Сам Стивенсон, даже когда бывал доволен своей работой, относился к себе трезво и справедливо. По крайней мере, он знал: читатели читают не «серьезный замысел» и не «искусство повествования», читатели ждут книгу – и все. Однако мастеров в ультрасовременном, «интеллектуальном», духе часто и не заботит, что читателю трудно, что ему просто скучно. Поэтому, ссылаясь на Стивенсона, они делают его похожим на самих себя. Удачное и завершенное у него объявляется детским, а «серьезное» ищут во второстепенных и малоинтересных его вещах.

Вероятно, каждый писатель вполне раскрывается посмертно – исторически. Однако переоценка Стивенсона идет своеобразно: разрушен прежний, упрощенный, сглаженный, сусальный Стивенсон– «херувимчик», а затем, как это часто случается в ходе переоценки, в полемике началась борьба уже и с самим Стивенсоном. Из него делают какого-то вовсе другого писателя, не только серьезного, но и некоего конструктора прозы. Серьезность волею истолкователей приходит в конфликт с увлекательностью, со всем тем, что так естественно всегда жило в книгах Стивенсона, чему покорны все возрасты, читающие эти книги. Нет, теперь уже слышны голоса, утверждающие что и «Остров сокровищ» не то, не истинный это Стивенсон. Зрелый, сознательный Стивенсон, «современный мастер», должен быть обнаружен в вещах, заведомо ему не удавшихся, но серьезных!

Надо сказать, происходит такое не с одним Стивенсоном. Эта переоценка составляет в современном западном литературном мире могущественнейшую тенденцию. Держится ее могущество прежде всего тем, что в окололитературной толчее, называемой «критической интерпретацией», можно участвовать, не имея к литературе ни вкуса, ни склонности.

Но читателям «Портрета бунтаря» следует довериться автору – Олдингтону. Ведь, несмотря на тридцать томов собрания сочинений, Стивенсон все же остается автором одной книги – конечно, «Острова сокровищ». Интересно задуманные, прекрасно начатые другие его произведения, удивительные в этих произведениях страницы – все это лишь залог, возможность достижений, но еще не самые достижения. Олдингтон это знает, он и оценивает Стивенсона мерой такта, чутья, таланта. Ценит он в Стивенсоне то, что нынешние законодатели литературных мнений подменяют умствованием.
═══
Задание 1: Перепишите дословно фрагмент текста о Стивенсоне, начиная со слов «Сам Стивенсон, даже» и до слов «малоинтересных его вещах.» включительно.
Задание 2: Изложите содержание текста о Стивенсоне в двух предложениях.
Список ниже представляет собой отдельный материал и с текстом не связан.

Данные:
═══
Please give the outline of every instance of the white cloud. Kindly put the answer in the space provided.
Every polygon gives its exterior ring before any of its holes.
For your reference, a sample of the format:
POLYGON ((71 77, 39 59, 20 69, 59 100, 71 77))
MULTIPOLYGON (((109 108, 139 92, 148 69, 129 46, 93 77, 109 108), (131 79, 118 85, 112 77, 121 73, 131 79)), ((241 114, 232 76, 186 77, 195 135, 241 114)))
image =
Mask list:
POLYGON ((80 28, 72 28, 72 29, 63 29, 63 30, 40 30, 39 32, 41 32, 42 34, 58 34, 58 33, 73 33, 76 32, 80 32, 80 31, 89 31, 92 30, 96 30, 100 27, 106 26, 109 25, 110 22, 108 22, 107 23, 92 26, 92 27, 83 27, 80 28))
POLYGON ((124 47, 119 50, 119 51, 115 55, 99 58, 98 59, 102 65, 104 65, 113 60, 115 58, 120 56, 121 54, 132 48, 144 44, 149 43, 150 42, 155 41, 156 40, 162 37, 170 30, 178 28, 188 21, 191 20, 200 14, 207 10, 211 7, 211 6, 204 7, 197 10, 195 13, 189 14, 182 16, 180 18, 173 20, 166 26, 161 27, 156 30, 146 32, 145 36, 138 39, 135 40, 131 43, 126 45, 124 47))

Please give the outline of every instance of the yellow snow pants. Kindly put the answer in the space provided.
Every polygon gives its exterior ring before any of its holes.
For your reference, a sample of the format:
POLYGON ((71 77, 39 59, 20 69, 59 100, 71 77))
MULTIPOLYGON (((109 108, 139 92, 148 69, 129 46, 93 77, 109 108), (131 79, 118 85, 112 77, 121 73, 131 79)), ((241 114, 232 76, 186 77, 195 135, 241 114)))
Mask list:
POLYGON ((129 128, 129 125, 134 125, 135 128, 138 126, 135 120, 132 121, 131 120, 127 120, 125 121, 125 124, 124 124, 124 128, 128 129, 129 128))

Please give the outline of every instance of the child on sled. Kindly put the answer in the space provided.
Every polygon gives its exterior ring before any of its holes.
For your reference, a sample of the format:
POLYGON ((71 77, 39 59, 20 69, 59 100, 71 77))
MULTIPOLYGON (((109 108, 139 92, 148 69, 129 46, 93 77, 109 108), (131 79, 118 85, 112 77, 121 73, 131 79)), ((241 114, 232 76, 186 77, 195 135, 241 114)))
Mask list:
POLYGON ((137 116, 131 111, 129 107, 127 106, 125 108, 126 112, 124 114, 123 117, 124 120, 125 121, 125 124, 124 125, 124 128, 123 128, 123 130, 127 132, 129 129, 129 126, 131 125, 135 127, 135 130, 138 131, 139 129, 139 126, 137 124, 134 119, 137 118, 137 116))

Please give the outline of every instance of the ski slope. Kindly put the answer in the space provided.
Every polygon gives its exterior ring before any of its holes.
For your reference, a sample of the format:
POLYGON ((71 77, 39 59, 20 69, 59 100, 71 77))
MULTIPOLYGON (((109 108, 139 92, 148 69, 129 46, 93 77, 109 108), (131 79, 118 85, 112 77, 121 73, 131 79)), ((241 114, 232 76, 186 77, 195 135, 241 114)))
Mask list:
═══
Ответ 1:
Сам Стивенсон, даже когда бывал доволен своей работой, относился к себе трезво и справедливо. По крайней мере, он знал: читатели читают не «серьезный замысел» и не «искусство повествования», читатели ждут книгу – и все. Однако мастеров в ультрасовременном, «интеллектуальном», духе часто и не заботит, что читателю трудно, что ему просто скучно. Поэтому, ссылаясь на Стивенсона, они делают его похожим на самих себя. Удачное и завершенное у него объявляется детским, а «серьезное» ищут во второстепенных и малоинтересных его вещах.

Ответ 2: При переоценке Стивенсона истолкователи противопоставляют серьезность увлекательности, объявляют удачное у него детским и ищут «серьезное» в его второстепенных вещах, и такая переоценка составляет могущественнейшую тенденцию современного западного литературного мира. Читателям «Портрета бунтаря» предлагается довериться Олдингтону, который оценивает Стивенсона мерой такта, чутья и таланта и видит в нем автора одной книги, «Острова сокровищ».